_WORK INSTRUCTIONS_: Retype the material from its first line through the line containing "142 166 L 152", word for word, and leave out any pictures.

_RECORDS PROVIDED_:
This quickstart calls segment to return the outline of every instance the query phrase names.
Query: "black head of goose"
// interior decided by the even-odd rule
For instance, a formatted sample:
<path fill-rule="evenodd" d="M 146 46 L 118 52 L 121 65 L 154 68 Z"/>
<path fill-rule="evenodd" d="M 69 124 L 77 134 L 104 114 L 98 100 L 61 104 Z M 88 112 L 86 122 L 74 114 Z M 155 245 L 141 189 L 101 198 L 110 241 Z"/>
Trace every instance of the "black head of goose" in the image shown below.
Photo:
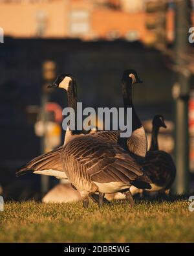
<path fill-rule="evenodd" d="M 142 166 L 152 181 L 151 189 L 149 191 L 165 191 L 171 188 L 175 179 L 176 167 L 171 156 L 165 151 L 159 150 L 158 148 L 159 129 L 160 127 L 166 128 L 163 116 L 155 115 L 152 124 L 151 147 Z M 136 189 L 131 189 L 131 191 L 133 194 L 133 191 L 136 191 Z"/>
<path fill-rule="evenodd" d="M 59 76 L 50 87 L 65 89 L 69 106 L 75 108 L 76 83 L 72 76 Z M 128 189 L 127 198 L 132 204 L 129 191 L 132 185 L 151 187 L 142 167 L 119 145 L 102 140 L 96 134 L 81 135 L 70 130 L 69 132 L 70 138 L 61 152 L 62 167 L 80 192 L 84 207 L 88 206 L 88 196 L 96 192 L 100 198 L 105 193 Z"/>

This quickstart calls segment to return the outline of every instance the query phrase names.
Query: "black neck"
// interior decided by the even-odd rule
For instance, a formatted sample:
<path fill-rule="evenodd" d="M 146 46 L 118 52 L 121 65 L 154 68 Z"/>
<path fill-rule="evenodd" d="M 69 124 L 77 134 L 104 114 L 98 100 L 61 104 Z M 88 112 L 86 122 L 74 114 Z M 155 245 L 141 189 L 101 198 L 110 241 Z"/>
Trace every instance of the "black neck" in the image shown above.
<path fill-rule="evenodd" d="M 81 131 L 77 131 L 77 84 L 74 80 L 70 82 L 67 90 L 68 106 L 72 108 L 75 112 L 75 130 L 72 134 L 80 134 Z"/>
<path fill-rule="evenodd" d="M 127 108 L 132 108 L 132 132 L 142 126 L 133 104 L 132 100 L 132 79 L 124 82 L 122 84 L 122 93 L 124 98 L 124 108 L 126 113 Z"/>
<path fill-rule="evenodd" d="M 149 151 L 158 150 L 158 134 L 159 132 L 159 127 L 158 126 L 153 125 L 151 132 L 151 141 Z"/>

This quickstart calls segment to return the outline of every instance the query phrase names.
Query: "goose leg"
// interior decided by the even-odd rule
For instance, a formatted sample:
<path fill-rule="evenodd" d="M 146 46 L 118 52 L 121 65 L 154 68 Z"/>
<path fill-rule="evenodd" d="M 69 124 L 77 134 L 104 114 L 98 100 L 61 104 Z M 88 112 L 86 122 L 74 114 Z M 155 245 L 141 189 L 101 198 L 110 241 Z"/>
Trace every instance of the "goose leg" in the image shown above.
<path fill-rule="evenodd" d="M 100 207 L 102 207 L 103 206 L 103 198 L 104 198 L 104 193 L 101 193 L 99 192 L 99 203 L 98 205 Z"/>
<path fill-rule="evenodd" d="M 89 196 L 91 198 L 91 200 L 94 202 L 94 203 L 99 204 L 99 195 L 98 194 L 92 193 L 92 194 L 90 194 Z M 103 203 L 107 204 L 110 204 L 109 201 L 107 200 L 105 197 L 103 198 Z"/>
<path fill-rule="evenodd" d="M 89 205 L 89 199 L 88 199 L 88 196 L 85 196 L 83 198 L 83 206 L 84 208 L 87 209 L 88 208 L 88 205 Z"/>
<path fill-rule="evenodd" d="M 125 196 L 126 196 L 126 199 L 128 201 L 129 201 L 131 207 L 133 207 L 133 206 L 134 205 L 134 200 L 133 198 L 133 196 L 132 196 L 130 190 L 129 190 L 129 191 L 126 192 Z"/>

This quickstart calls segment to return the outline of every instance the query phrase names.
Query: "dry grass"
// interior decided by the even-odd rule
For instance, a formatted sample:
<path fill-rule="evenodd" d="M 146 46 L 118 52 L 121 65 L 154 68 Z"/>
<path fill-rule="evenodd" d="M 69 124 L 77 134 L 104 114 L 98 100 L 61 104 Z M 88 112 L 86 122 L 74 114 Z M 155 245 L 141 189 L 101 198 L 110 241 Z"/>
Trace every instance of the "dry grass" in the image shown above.
<path fill-rule="evenodd" d="M 0 242 L 194 242 L 194 212 L 181 198 L 171 201 L 114 202 L 99 209 L 90 202 L 5 204 L 0 212 Z"/>

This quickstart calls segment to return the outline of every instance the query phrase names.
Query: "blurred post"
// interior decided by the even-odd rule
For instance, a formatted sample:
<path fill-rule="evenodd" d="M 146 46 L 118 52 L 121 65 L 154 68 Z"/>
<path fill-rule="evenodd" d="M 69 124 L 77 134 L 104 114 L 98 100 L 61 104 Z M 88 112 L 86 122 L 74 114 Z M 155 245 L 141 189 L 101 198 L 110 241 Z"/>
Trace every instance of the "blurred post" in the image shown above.
<path fill-rule="evenodd" d="M 47 88 L 48 85 L 52 82 L 56 76 L 56 64 L 52 61 L 46 61 L 42 65 L 42 93 L 41 93 L 41 110 L 40 120 L 43 123 L 44 130 L 45 126 L 48 121 L 48 112 L 47 111 L 45 106 L 48 102 L 48 93 L 51 90 Z M 41 140 L 41 154 L 47 153 L 47 135 L 44 132 Z M 42 175 L 41 176 L 41 192 L 42 196 L 44 196 L 49 188 L 49 177 Z"/>
<path fill-rule="evenodd" d="M 188 99 L 189 93 L 189 72 L 184 57 L 188 54 L 189 8 L 187 1 L 176 1 L 175 14 L 175 62 L 177 82 L 173 87 L 175 99 L 176 140 L 176 193 L 188 192 L 189 176 L 189 134 Z"/>

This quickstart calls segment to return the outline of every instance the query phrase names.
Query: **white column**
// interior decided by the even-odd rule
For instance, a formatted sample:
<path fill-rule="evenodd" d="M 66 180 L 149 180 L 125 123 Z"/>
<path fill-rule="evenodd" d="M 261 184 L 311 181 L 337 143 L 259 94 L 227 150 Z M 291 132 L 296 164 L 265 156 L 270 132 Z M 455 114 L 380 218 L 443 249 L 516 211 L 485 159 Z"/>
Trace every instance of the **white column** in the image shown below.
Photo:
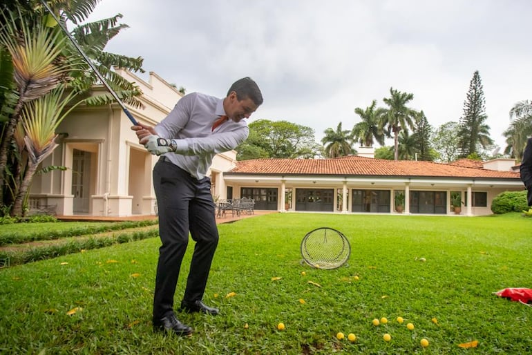
<path fill-rule="evenodd" d="M 473 193 L 471 193 L 471 185 L 467 186 L 467 209 L 466 215 L 473 215 Z"/>
<path fill-rule="evenodd" d="M 286 183 L 285 180 L 281 180 L 281 208 L 279 211 L 281 212 L 286 212 L 285 209 L 285 195 L 286 194 Z"/>

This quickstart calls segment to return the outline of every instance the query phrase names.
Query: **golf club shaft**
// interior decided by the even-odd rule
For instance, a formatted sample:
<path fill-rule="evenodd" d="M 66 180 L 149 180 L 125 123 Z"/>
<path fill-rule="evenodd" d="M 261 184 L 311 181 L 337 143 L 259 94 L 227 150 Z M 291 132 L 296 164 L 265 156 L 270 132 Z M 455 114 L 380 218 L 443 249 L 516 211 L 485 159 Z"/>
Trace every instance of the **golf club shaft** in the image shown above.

_OUTPUT OF THE EXERCISE_:
This quickstart calls segment to return the outline of every instance the query phrase names.
Query: "black head of goose"
// interior decided by the even-odd rule
For instance, a formatted sample:
<path fill-rule="evenodd" d="M 146 46 L 118 52 L 121 65 L 154 68 Z"/>
<path fill-rule="evenodd" d="M 69 124 L 77 134 L 104 114 L 98 100 L 61 104 Z M 88 112 L 86 122 L 74 114 Z M 155 245 L 141 189 L 101 198 L 110 241 Z"/>
Trace every instance of the "black head of goose" in the image shown below.
Photo:
<path fill-rule="evenodd" d="M 142 166 L 152 181 L 151 189 L 149 191 L 165 191 L 171 188 L 175 179 L 176 167 L 171 156 L 165 151 L 159 150 L 158 148 L 159 129 L 160 127 L 166 128 L 163 116 L 155 115 L 152 124 L 151 147 Z M 136 189 L 131 189 L 131 191 L 133 194 L 133 191 L 136 191 Z"/>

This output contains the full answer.